AIM OF THE TASK: Count the lines in the listing below that contain the string "soldier". Reply with only that number.

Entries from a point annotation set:

++++

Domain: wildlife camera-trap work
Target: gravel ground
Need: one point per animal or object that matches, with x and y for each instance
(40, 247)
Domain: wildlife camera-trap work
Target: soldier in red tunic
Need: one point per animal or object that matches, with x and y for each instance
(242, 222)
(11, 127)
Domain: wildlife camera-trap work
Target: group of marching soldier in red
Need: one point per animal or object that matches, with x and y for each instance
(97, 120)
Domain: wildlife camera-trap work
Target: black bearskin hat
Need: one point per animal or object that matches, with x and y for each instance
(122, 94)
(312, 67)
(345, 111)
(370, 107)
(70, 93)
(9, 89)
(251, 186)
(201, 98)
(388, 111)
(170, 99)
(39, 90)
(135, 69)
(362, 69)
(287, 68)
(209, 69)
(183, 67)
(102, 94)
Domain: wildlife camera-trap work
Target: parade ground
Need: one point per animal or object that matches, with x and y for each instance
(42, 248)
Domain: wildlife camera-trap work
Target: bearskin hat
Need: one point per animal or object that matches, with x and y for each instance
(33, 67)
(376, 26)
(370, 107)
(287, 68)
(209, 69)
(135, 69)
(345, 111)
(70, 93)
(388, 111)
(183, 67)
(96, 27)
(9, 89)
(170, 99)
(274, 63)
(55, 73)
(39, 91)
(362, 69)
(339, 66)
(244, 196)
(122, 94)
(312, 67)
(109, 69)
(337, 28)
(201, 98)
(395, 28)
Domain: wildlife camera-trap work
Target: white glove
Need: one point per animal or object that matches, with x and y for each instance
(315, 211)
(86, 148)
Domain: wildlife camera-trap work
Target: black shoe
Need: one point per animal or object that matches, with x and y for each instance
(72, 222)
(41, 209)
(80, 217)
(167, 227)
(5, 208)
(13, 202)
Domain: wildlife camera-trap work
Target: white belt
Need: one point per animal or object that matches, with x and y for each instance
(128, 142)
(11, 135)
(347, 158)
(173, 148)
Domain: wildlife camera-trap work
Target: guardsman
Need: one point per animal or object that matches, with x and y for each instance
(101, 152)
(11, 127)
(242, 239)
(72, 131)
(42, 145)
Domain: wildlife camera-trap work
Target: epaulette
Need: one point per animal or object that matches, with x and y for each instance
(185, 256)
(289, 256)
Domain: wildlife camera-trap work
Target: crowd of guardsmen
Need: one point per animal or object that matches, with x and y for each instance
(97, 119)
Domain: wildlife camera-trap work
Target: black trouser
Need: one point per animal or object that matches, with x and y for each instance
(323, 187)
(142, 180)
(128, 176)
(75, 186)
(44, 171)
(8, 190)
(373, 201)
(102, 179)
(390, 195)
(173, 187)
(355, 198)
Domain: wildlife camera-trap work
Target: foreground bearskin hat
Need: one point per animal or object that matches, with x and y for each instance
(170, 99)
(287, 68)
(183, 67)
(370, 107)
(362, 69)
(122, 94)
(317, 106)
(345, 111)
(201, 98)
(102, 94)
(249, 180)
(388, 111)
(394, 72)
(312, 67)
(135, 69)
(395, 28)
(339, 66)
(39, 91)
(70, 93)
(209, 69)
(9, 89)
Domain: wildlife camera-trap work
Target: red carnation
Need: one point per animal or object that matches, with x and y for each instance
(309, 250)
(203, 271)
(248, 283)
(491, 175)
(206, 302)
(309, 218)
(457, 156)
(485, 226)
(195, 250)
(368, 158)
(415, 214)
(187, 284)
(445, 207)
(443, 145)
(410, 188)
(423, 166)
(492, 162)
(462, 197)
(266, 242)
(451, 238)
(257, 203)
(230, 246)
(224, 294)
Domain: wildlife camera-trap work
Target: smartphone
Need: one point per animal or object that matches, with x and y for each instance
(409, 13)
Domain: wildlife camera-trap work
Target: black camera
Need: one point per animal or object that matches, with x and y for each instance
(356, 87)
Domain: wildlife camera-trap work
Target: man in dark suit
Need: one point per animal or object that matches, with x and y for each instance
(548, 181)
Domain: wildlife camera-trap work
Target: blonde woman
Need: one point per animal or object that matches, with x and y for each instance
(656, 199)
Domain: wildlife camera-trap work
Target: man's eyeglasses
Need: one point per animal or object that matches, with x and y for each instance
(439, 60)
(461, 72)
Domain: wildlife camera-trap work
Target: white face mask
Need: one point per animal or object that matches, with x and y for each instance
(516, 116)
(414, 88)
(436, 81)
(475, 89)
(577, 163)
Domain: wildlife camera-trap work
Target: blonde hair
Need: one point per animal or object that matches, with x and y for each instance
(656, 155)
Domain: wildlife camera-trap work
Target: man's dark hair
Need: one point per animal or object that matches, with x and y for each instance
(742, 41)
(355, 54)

++++

SOLUTION FOR THIS TASK: 2